Work to be completed |
All records below are to be repeated exactly, with the pictures left out.
═════ Extracted entries
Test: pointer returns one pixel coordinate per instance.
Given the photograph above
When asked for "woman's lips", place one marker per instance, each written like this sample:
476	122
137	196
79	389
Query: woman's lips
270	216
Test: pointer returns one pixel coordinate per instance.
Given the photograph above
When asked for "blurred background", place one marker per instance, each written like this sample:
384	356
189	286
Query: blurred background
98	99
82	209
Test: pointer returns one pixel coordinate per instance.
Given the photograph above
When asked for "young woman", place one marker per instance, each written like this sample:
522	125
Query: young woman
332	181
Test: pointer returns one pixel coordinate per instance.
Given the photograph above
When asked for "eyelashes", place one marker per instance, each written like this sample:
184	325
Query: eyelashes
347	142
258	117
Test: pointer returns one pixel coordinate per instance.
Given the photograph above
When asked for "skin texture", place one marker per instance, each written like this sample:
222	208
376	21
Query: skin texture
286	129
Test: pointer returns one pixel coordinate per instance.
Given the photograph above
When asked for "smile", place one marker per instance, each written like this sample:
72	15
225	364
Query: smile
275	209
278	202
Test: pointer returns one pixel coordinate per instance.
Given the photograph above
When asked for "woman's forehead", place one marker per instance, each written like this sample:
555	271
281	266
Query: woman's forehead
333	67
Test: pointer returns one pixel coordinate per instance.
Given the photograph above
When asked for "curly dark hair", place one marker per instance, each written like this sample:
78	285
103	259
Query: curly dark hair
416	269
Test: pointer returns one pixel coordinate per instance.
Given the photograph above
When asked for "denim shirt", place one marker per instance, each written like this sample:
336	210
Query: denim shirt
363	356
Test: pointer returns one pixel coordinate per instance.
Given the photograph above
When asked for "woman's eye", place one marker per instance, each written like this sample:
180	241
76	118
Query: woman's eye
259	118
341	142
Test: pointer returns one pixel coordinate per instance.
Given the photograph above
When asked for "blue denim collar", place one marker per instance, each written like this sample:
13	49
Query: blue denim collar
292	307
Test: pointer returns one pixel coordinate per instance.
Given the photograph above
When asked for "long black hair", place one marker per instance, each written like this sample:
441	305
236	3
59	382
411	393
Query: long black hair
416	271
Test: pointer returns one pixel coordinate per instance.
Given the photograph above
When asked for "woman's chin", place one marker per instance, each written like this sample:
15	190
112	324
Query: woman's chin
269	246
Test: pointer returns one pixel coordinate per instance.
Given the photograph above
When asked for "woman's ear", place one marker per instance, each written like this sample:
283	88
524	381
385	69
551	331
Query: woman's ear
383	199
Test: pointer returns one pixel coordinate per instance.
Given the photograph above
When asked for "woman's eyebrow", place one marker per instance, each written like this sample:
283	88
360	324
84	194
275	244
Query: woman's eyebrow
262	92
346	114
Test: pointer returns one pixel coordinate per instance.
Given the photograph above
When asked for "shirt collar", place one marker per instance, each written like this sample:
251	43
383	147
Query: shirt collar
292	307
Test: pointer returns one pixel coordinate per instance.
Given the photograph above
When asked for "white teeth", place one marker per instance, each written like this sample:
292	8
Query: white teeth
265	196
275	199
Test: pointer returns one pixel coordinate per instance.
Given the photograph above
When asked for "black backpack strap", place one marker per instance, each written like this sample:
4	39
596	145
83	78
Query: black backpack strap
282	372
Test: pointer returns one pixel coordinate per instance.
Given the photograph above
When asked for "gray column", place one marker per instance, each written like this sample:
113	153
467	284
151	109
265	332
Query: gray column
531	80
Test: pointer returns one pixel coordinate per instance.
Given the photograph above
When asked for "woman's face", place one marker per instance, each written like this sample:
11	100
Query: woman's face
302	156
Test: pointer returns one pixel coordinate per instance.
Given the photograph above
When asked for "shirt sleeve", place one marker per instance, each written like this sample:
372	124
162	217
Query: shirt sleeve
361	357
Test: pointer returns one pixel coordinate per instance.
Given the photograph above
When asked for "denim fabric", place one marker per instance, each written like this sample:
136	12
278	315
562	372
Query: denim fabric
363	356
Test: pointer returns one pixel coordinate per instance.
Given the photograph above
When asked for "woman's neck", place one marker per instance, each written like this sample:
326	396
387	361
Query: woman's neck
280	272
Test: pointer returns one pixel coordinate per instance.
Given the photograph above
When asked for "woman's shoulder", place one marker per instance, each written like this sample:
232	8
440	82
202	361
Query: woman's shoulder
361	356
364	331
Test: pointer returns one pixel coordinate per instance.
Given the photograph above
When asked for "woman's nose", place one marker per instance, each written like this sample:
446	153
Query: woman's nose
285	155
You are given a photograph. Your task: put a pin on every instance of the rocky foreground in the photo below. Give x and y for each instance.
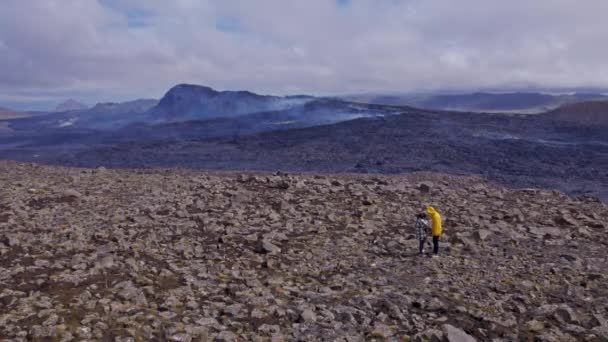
(183, 255)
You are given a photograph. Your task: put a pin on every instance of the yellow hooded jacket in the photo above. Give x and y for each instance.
(435, 219)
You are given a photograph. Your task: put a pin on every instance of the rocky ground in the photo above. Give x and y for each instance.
(95, 254)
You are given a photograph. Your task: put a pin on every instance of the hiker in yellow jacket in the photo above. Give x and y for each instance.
(435, 227)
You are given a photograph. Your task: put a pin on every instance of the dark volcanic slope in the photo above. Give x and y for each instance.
(517, 151)
(117, 255)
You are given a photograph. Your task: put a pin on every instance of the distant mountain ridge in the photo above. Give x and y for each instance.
(6, 113)
(590, 113)
(481, 102)
(70, 105)
(186, 102)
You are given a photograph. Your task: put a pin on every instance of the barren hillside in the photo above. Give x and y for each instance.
(183, 255)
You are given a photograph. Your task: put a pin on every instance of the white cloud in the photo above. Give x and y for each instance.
(120, 49)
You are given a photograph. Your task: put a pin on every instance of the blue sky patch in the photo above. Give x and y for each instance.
(343, 3)
(229, 25)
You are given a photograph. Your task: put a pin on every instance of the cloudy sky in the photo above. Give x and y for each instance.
(102, 50)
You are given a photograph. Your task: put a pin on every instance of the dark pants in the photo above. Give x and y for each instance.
(422, 243)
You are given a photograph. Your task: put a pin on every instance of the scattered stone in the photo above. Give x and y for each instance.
(454, 334)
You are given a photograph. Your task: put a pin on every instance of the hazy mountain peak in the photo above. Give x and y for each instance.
(70, 105)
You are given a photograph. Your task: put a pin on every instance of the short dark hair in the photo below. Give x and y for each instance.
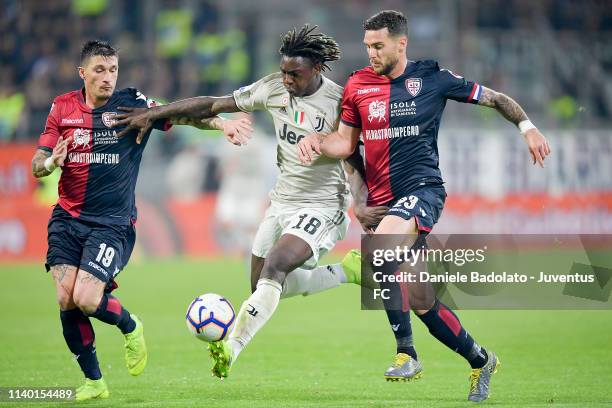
══════════
Exercise result |
Test: pointer returns one pixel coordinate per instance.
Given the photograph above
When asked for "woman's lips", place one marker per instance, each written like this sample:
476	122
137	196
79	389
Query: woman's lips
270	216
Test: pointer returns one pixel coordinate per instance.
Given the photograph above
When asked for "blurred background", place one marker per instance, each written like this sample:
384	356
189	286
Query: blurred background
98	99
82	209
Test: pointer returns one pixel coordinate per instance.
Given the photograph above
When asked for "young woman", place one marker per instance, each written like this sample:
522	125
Query: young woman
332	181
Test: pointer returns one pixel coordinate per instance.
Given the photograph above
When asked for "eyelashes", place one marker per instance, each written like this sample:
184	325
Query: eyelashes
347	142
258	117
Test: pointer returns one pixel coordinate per instance.
Given the photograph above
When asked for "skin texture", place one marker per instance, each written like this sample:
222	208
376	21
Query: skin texture
286	129
Test: pointer returns one pixel coordinate per instance.
Given the photograph above
When asked for "smile", place one marker per instance, each written like this sample:
72	15
225	364
Query: smile
275	209
278	202
Test: pointer returns one pixel coordinate per instance.
Given the photograph above
When asked for "woman's forehead", place one marker per instance, each written like this sample:
555	271
281	266
Query: woman's forehead
333	67
Test: pointer returns one pixel coordinate per instance.
Given the photograph above
When asked for "curly dark hair", place one marker per instance, each written like this sample:
78	285
103	259
Query: curly dark hair
416	269
Test: pointer returns one pixel coordinate per instance.
Given the photograph above
When asked for "denim shirt", place one marker per instance, each written like this sample:
336	210
Query: denim shirt
363	356
Test: pointer returns one pixel coordinate per instance.
Given the photograph above
When asked for "woman's eye", place one marker per instance, each written like this sample:
180	241
76	118
Query: woman's eye
259	118
341	142
Test: pointer returns one pixel coordinate per instance.
Given the photograph above
When asked for "blue denim collar", place one marker per instance, each written like this sample:
13	49
Query: blue denim collar
292	307
Test: pointer returns one pixel coordinate per instance.
Given the photograph above
When asked for "long black hair", place one marker per instance, each written like this sample:
441	305
236	3
59	382
411	393
Query: long black hair
416	271
Test: pointer returns one pixel coordinate per instance.
Given the photograph above
When asked for "woman's chin", place one marker per instance, each written like this sample:
15	190
112	324
Query: woman's chin
269	246
Test: pointer returns one pixel coordinate per instance.
Given the photograph above
When asked for "woman's ear", place one marker per instance, each written like this sample:
283	88
524	381
385	69
551	331
Query: woman's ear
383	199
Test: pointer returns one pixel coordinate per instance.
Given the photograph above
When asked for "woman's eyebrow", place one marker per instance, each written like this sample:
283	88
360	324
84	194
275	244
Query: woman's eyebrow
262	92
346	114
Test: pointer returns one pixel coordinate per instance.
Given the photograph above
When asked for "shirt collar", place one marker per instance, each written like this sample:
251	43
383	147
Query: shirt collar
292	307
Test: pointer returns one pixel coordinate per instance.
Given the photograph above
When asked for "white teeth", place one marker per instance, each written like this sample:
292	8
Query: white teeth
265	196
275	199
Test: pointer returns one pixel coordinate per instance.
Given the photograph above
When asked for "black backpack strap", place one marker per instance, each written like this sample:
4	39
596	145
83	78
Query: black backpack strap
282	372
Test: pointer returns one pixel coordinate per instance.
Given the photograph above
When asked for "gray column", place one marker per instance, each written like this sample:
113	153
467	284
151	109
265	332
Query: gray column
531	80
Test: pointer returns one pixel coordinate per instance.
Given the photograph above
When asked for "woman's face", place one marker per instance, each written like this sample:
11	100
Query: woman's face
302	156
Test: pointer returns one pixel coordinate per instance.
Given the photograph above
When asked for "shirt sleeve", place one marker per instance, each written like this sample:
372	124
162	217
Query: shirt sleeve
361	357
Test: pointer returns one pixel coordinate per instance.
Given the photograph above
When asked for "denim fabric", place one marker per instance, each written like this sample:
136	12
278	315
562	372
Query: denim fabric
363	356
Test: pointer returns one pixel coordinate per instance.
Given the photograph above
When asked for "woman's neck", place one marker per instance, each written like this sample:
326	396
387	361
Query: woman's neck
280	272
Test: pointer returns one pixel coordinate per instance.
Given the photograph above
When asked for "woman's shoulder", place one marker per instance, each written like this sample:
232	8
440	82
202	361
Query: woman's shoulder
361	356
364	331
Test: pointer returns one pixel coordinate per instance.
Given the photograph above
When asked for "woman's nose", place one marker per instance, each written like this sample:
446	153
Query: woman's nose
285	155
You are given a photograph. Your task: put a pin on every instance of the rocky foreground in the photo below. Give x and y for each instance.
(183, 255)
You are given a photograph. Your task: put a pin on every instance of the yellow hooded jacket in the photo above. Give x and y for each instance.
(435, 219)
You are given a photograph. Your task: put a pin on every instance of the rocky ground in the photo above. Give x and y for each instance.
(95, 254)
You are given a photograph. Your task: put a pin on every instance of the hiker in yellow jacket in the photo above. Give x and y for each instance.
(435, 227)
You are given a photograph. Your task: put a pin on every instance of the dark volcanic slope in the photo above. Give x and y for each instance.
(517, 151)
(117, 255)
You are given a photograph. Your task: put a pin on every instance of the distant mountain ridge in the photo above. Give x and y for each instance.
(6, 113)
(590, 113)
(481, 102)
(70, 105)
(186, 102)
You are given a photograph. Your task: put a pin on every instance of the barren hillside in the photo above. Give x and y for each instance.
(183, 255)
You are given a photograph. Your task: put a pin on every instance of the white cloud in the photo above. Give x and y for each instance.
(120, 49)
You are given a photograph. Your task: put a pin on every instance of the blue sky patch in the photo above. Give x and y for each instance.
(343, 3)
(229, 25)
You are given a photograph. Your task: put a pin on every instance of the cloudy sky in the photo above. Give x and y for each instance.
(102, 50)
You are given a photograph. Your task: put a pin on every instance of the dark pants in the photo above. Give x and y for each instance.
(422, 243)
You are given a photograph. Your task: put a pin on every instance of the scattered stone in the photo above. Give x and y for each instance.
(454, 334)
You are given a photograph. Your task: put a pin on every instance of the hazy mountain peak in the photo above. Give x and y for each instance.
(70, 105)
You are given a photograph. Your task: put a pin on every instance of the short dark hair in the photo below. Give x and y for each instance.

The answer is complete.